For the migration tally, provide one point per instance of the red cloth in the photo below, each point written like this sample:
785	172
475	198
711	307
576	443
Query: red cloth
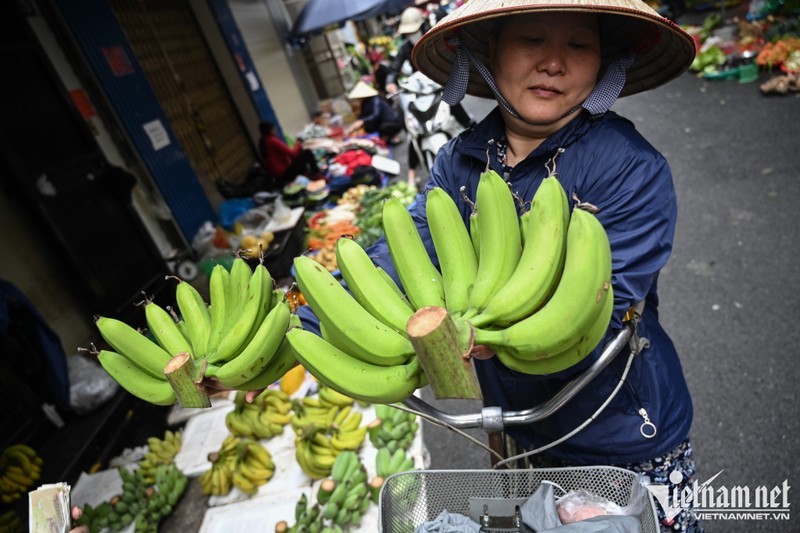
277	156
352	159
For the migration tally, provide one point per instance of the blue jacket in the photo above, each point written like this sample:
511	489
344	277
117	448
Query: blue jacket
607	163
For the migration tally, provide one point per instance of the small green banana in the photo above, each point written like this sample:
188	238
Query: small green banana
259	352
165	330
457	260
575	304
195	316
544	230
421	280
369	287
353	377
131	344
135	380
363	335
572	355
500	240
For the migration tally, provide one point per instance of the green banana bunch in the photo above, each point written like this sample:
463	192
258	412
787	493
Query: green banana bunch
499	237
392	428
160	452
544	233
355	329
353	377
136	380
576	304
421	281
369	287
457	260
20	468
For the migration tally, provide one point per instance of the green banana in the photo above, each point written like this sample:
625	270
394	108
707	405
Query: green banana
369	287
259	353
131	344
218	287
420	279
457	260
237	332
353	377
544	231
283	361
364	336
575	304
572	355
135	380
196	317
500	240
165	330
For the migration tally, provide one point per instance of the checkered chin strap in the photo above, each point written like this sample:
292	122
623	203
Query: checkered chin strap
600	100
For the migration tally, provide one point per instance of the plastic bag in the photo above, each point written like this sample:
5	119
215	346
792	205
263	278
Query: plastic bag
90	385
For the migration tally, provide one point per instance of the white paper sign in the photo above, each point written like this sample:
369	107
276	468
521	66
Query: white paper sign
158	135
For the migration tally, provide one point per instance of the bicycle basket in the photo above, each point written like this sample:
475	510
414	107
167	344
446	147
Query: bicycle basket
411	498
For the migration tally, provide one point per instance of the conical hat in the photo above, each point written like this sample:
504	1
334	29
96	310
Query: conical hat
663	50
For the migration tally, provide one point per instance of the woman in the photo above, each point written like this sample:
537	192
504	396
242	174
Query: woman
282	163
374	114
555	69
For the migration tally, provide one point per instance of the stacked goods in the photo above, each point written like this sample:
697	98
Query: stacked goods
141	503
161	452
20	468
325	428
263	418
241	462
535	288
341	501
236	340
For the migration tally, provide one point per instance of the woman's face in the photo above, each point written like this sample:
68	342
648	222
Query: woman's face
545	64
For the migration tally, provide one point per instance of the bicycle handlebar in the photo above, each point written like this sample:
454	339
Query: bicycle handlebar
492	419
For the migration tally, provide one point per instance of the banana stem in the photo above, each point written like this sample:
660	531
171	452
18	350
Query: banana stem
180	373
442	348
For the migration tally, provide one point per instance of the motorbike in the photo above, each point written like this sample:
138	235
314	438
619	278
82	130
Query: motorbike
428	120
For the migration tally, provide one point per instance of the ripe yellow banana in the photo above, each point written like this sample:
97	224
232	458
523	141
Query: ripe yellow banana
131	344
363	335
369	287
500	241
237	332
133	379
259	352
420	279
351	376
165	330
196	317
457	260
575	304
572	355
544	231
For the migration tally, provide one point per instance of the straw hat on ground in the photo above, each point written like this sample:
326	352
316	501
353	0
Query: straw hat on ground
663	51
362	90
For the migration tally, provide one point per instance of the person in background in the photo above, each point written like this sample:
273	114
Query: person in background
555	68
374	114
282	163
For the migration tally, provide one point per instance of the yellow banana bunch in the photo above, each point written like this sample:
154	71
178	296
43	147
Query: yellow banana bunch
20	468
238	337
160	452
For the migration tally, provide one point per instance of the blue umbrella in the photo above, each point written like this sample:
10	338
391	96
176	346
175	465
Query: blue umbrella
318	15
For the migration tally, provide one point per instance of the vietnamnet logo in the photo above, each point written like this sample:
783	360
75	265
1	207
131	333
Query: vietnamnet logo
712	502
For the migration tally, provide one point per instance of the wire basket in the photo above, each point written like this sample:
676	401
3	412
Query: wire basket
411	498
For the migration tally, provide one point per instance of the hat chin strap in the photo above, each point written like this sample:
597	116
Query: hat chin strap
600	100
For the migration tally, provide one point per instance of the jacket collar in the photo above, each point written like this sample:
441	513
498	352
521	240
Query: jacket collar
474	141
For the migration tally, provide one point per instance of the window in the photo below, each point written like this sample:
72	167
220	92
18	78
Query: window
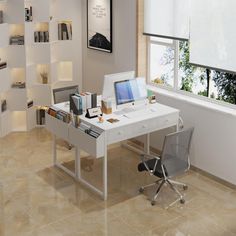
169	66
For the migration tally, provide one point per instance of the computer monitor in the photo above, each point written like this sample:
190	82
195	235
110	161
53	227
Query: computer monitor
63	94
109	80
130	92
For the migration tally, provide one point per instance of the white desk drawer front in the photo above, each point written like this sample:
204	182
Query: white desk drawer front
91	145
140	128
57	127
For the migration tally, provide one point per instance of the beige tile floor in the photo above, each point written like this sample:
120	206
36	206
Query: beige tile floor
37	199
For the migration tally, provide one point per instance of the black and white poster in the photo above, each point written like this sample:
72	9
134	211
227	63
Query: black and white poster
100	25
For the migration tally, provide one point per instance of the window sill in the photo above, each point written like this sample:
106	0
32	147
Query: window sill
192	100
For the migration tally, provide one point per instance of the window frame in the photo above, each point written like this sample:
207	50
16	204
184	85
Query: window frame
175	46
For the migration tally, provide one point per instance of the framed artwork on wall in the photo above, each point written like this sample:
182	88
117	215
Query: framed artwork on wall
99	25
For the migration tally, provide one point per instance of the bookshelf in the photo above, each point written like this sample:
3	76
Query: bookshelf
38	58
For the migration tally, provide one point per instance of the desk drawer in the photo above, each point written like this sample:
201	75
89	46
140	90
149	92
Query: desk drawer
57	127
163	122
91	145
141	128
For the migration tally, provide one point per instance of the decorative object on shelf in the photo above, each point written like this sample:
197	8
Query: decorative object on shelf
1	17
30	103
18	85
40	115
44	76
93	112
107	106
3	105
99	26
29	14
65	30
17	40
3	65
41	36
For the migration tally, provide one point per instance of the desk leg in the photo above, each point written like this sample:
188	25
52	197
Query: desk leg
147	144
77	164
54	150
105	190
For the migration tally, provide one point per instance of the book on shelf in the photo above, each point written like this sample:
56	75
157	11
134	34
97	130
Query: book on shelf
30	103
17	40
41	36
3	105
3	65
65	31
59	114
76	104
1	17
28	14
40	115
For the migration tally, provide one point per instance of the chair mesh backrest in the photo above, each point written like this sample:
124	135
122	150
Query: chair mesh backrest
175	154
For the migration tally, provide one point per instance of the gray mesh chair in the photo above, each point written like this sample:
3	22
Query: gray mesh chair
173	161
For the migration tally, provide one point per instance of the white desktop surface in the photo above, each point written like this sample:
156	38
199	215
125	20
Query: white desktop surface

** Prompt **
If a record holds a picture, drop the picture and reproduce everything else exactly.

** Result **
For the migration tally, provide one point per instance of the red cloth in the photo below, each point written like this sample:
785	172
475	198
711	307
576	443
Query: red cloth
277	156
352	159
For the migration tally, provide one point per instance of the blue jacket in the photo above, each point written like this sample:
511	489
344	277
117	448
Query: blue jacket
607	163
For the migration tally, provide one point per instance of the small green banana in the photo above, each point written like this sample:
188	238
Query: small green banana
259	352
165	330
457	260
575	304
195	316
544	230
421	280
369	287
353	377
131	344
135	380
363	335
572	355
500	240
For the migration tally, provide one point per instance of the green banana bunch in the photo above, each point written like this sample:
463	192
258	412
787	493
Query: green banana bunch
499	237
392	428
160	452
544	233
355	329
353	377
136	380
576	304
421	281
369	287
457	260
20	468
For the migration tally, provide one point per instance of the green banana in the photo above, each point written like this sample:
625	270
394	108
707	405
Query: green banana
369	287
259	353
131	344
218	287
420	279
457	260
237	332
353	377
544	231
283	361
364	336
575	304
572	355
135	380
196	317
500	240
165	330
For the migration tally, provide one point per instance of the checkered chin strap in the photo above, each point written like this sample:
292	122
623	203
Query: checkered chin strap
600	100
For the migration tally, provide one point per instance of the plastic bag in the photo above, each point written like this sample:
5	119
215	346
792	205
263	278
Query: plastic bag
90	385
For the migration tally, provide one point per instance of the white paper sign in the photo above, each point written like this sample:
369	107
276	468
521	66
Query: white paper sign
158	135
For the migration tally, provide one point per instance of the bicycle basket in the photo above, each point written like this sample:
475	510
414	107
167	344
446	147
Query: bicycle basket
411	498
For the migration tally, provide one point per instance of the conical hat in the photo above, each point written like this sample:
504	1
334	29
96	310
Query: conical hat
663	50
For the migration tally, provide one point per instance of the woman in the photo above, each point written like this sample:
537	192
504	396
242	174
Query: woman
282	163
374	114
555	69
For the migration tally, provide one point per instance of the stacked goods in the photo above, each point written like this sample:
697	98
Query: stacked goods
141	503
161	452
20	468
325	428
263	418
241	462
535	288
341	501
236	340
For the migration tally, provide one point per instance of the woman's face in the photo above, each point written like this sample:
68	342
648	222
Query: woman's face
545	64
For the migration tally, provide one point per instance of the bicycle handlebar in the photo above, each point written like this sample:
454	339
Query: bicycle handlebar
492	419
For the migration tally, provide one point per instance of the banana stem in the photo above, each point written like this sample:
660	531
171	452
18	350
Query: banana stem
180	373
442	348
For the migration tally, provide one point per instance of the motorbike in the photo above, each point written like this sample:
138	235
314	438
619	278
82	130
Query: motorbike
428	120
For the migration tally, provide one point per instance of the ripe yellow banana in the photo above, each point written like this sample:
97	224
232	458
523	141
Query: ripe yellow banana
131	344
363	335
369	287
500	241
237	332
133	379
259	352
420	279
351	376
165	330
196	317
457	260
575	304
572	355
544	231
For the migration tally, provide one point per instance of the straw hat on ground in the photo above, each point written like this sample:
326	352
316	501
353	0
Query: straw hat on ground
663	51
362	90
For the migration tally, provide one point per instance of the person in background in the photo above, each point written like this sample:
273	114
Query: person in background
555	68
374	114
282	163
For the migration tally, provide one point per instance of the yellow banana bunch in the photo above, each point written like this sample:
154	71
178	296
43	147
Query: yellow banana bunch
20	468
238	337
160	452
For the migration tally, provide one point per instance of the blue umbrella in the photo above, each point written like this sample:
10	338
391	96
176	346
175	465
Query: blue umbrella
318	15
For the migration tally, provide one point per instance of the vietnamnet logo in the photo above, each point written like this sample:
783	360
75	265
1	207
131	333
Query: vietnamnet logo
712	502
For the migration tally, provide one point per instance of the wire basket in the photo above, each point written like this sample:
676	401
3	412
Query: wire basket
411	498
For the migration tally, provide one point per instance of the hat chin strap in the photo above, each point written like this sample:
597	116
Query: hat chin strap
600	100
For the migration tally, provide one point per instance of the jacket collar in the photo above, each point written like this sample:
441	513
498	352
521	240
Query: jacket collar
474	141
For the migration tally, provide one point per instance of the window in the photo below, each point written like this sample:
72	167
220	92
18	78
Query: window
169	66
For the migration tally, provide one point per instance of the computer monitor in the photo above, each point written like this sample:
190	82
195	235
110	161
53	227
Query: computer monitor
63	94
109	80
130	92
For the migration tally, provide one point per instance of the white desk drawer front in the photo above, each point written like this sample:
204	182
Query: white desk drawer front
91	145
140	128
57	127
For the migration tally, provide one point per instance of the beige tile floor in the photo above, each point written like this sample:
120	206
36	206
Query: beige tile floor
37	199
For the migration tally, provide one point per instance of the black and white poster in the photo above, each point written like this sample:
72	9
134	211
227	63
Query: black and white poster
100	25
For the migration tally, provide one point per instance of the window sill in the photo above, each point written like this sample:
106	0
32	147
Query: window sill
192	100
For the migration tally, provide one point per instance of the window frame in the photo above, each point written like this sample:
207	50
16	204
184	85
Query: window frame
175	46
For the migration tally, provide one point per instance of the framed artwork on wall in the photo above, each point written like this sample:
182	88
117	215
Query: framed artwork on wall
99	25
For the migration tally, provide one point per instance of the bookshelf in the photo above, each point written like this sample:
3	76
Query: bookshelf
38	58
For the migration tally, provide one point per instance of the desk drawer in the photo above, each point written like this sample:
201	75
89	46
140	90
149	92
Query: desk drawer
57	127
163	122
91	145
141	128
For the migration tally, provide one point per instance of the decorative object on shelf in the photo above, each point written like this sample:
197	8
Query: decorative object on shelf
1	17
30	103
18	85
40	115
44	76
93	112
107	106
3	105
99	26
29	14
65	30
17	40
3	65
41	36
For the migration tally, provide one point per instance of the desk leg in the photo above, each point written like this sample:
188	25
52	197
Query: desk leg
147	144
77	164
54	150
105	190
For the migration tally, provide one point per instance of the book on shelf in the photo above, each point written like this sample:
56	75
157	11
134	34
97	130
Query: book on shelf
30	103
17	40
41	36
3	105
3	65
65	31
59	114
76	104
1	17
28	14
40	115
For the migration tally, provide one point per instance of the chair mesh backrest in the photo above, each point written like this sample:
124	135
122	150
Query: chair mesh backrest
175	154
For the migration tally, provide one point per instance of the gray mesh chair in the photo above, each point written like this sample:
3	22
Query: gray mesh chair
173	161
For the migration tally, provide one point per instance of the white desktop surface in the photo above, each point written like this sample:
156	38
199	215
125	20
Query: white desktop surface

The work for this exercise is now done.